- Page extract
# bay area cycling in New York Times



## Francis Cebedo (Aug 1, 2001)

Interesting article... a bit over the top to get the VC spin but it shows an interesting trend in the area.

I was out roadie-ing with Alto Velo a couple of weeks ago and the writer of this article flew in from NY and followed us (drove) to the coast.

http://www.nytimes.com/2005/12/04/f...d=1&adxnnlx=1133630575-WVROVUziDrJy8CBx/d7Mjg

fc


----------



## Merlin (May 6, 2002)

I love the line " bicycling is the new golf" I think thats a good thing?


----------



## Boardmill (Oct 15, 2005)

I talked to the writer on the phone about 2 weeks ago. He was looking for information on where to find people windsurfing and kiteboard while he was in town (I'm in the industry). I sent him to Crissy Field since it was the only place that had a slight chance of being windy (non storm) this time of year. I haven't read the article yet but he was working the angle of successful businessmen and extreme sports. 

The guy was nice enough but he was pushing me hard for names and phone number of clients who I knew were successful in bussiness. Like I was gong to give him that information so he can cold call and annoy someone who spends money with me; though I'm sure a few guys wouldn't mind having their name in the Times.

- Exercise task
Revise the cycling thread from "I love the line" up to and including "and extreme sports.", putting "Ocean Beach" in place of "Crissy Field".

- Information provided
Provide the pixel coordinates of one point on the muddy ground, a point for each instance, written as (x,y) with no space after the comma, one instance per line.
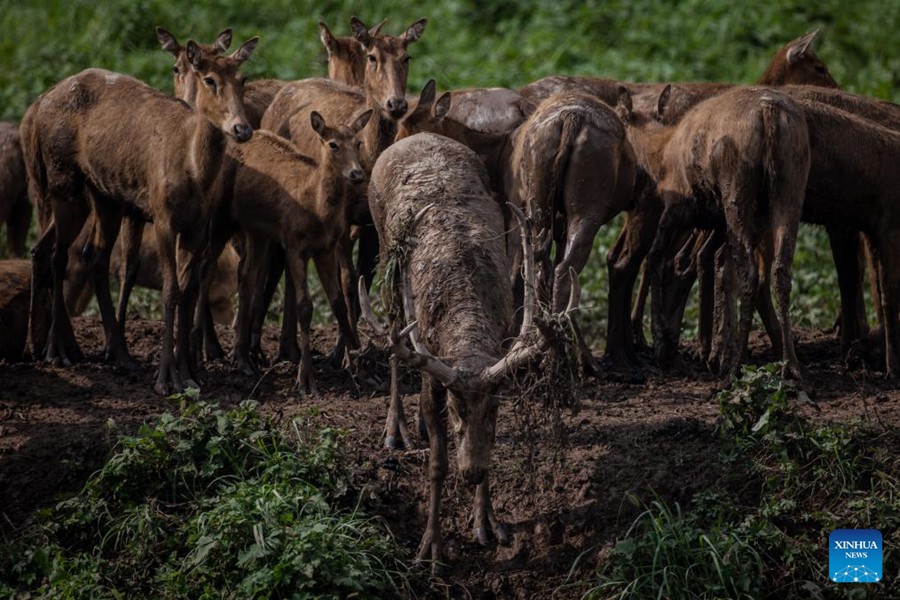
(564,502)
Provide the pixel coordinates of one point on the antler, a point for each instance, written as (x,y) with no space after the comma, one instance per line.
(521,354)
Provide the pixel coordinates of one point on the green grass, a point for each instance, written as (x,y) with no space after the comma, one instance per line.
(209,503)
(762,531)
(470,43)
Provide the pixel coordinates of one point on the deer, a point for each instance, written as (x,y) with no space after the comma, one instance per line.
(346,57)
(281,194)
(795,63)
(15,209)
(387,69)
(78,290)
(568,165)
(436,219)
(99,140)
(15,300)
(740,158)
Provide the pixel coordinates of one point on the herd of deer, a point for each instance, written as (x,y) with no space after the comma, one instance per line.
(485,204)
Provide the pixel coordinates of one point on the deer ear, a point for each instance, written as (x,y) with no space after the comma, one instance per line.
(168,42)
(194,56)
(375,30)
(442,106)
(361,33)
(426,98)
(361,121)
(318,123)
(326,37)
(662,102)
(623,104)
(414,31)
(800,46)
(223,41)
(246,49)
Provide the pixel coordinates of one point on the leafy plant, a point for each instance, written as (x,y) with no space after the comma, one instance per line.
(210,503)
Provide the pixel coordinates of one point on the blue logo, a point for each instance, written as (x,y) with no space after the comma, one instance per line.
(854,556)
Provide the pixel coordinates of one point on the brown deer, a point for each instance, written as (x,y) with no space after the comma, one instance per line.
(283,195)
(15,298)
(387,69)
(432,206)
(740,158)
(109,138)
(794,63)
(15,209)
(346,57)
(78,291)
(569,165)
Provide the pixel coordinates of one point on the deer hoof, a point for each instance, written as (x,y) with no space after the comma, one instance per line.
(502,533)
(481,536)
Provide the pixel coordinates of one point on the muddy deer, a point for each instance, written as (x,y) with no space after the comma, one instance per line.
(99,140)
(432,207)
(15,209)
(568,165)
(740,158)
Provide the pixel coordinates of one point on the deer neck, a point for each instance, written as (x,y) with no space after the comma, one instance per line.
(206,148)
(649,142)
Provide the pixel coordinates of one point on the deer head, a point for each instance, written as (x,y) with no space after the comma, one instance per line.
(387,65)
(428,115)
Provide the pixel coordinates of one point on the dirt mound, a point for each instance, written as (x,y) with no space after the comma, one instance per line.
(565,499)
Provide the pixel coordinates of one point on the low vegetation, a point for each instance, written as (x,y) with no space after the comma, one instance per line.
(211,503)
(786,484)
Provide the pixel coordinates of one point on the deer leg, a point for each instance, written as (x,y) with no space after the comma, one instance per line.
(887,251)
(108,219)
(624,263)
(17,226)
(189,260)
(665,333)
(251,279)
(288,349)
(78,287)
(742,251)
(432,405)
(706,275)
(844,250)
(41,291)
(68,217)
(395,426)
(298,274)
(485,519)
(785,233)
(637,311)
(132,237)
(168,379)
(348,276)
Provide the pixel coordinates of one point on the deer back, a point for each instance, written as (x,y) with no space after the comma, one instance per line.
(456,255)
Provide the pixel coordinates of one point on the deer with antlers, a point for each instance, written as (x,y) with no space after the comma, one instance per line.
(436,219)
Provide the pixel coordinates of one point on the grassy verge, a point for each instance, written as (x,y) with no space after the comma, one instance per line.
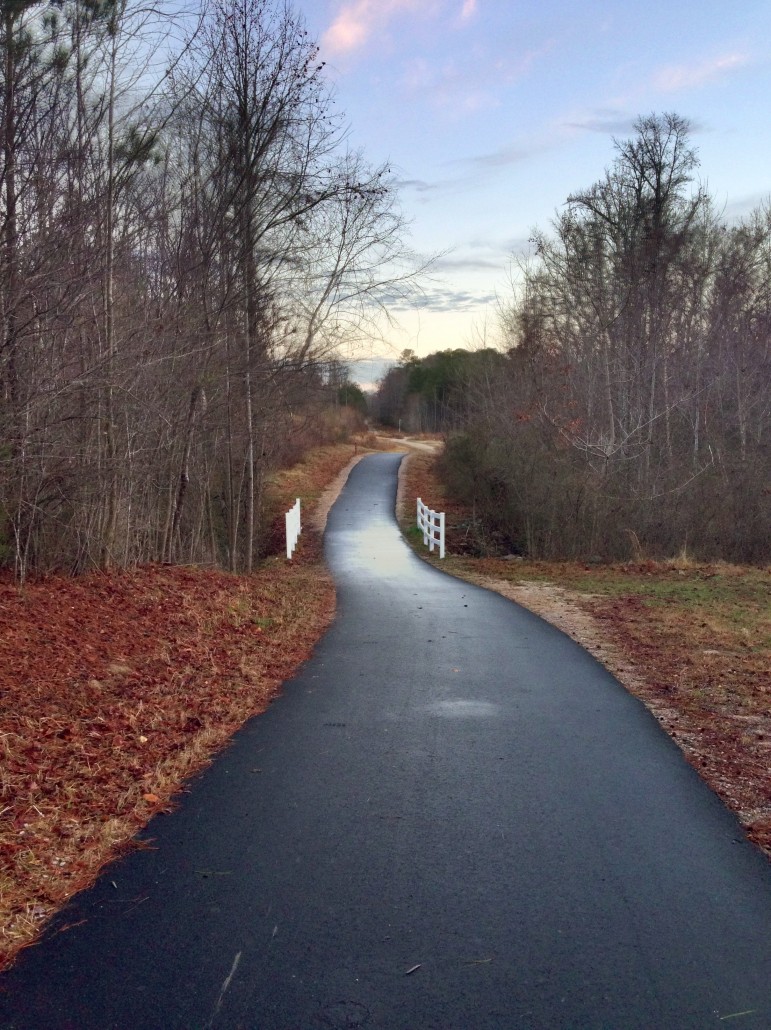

- The solution
I love the line " bicycling is the new golf" I think thats a good thing?


----------



## Boardmill (Oct 15, 2005)

I talked to the writer on the phone about 2 weeks ago. He was looking for information on where to find people windsurfing and kiteboard while he was in town (I'm in the industry). I sent him to Ocean Beach since it was the only place that had a slight chance of being windy (non storm) this time of year. I haven't read the article yet but he was working the angle of successful businessmen and extreme sports.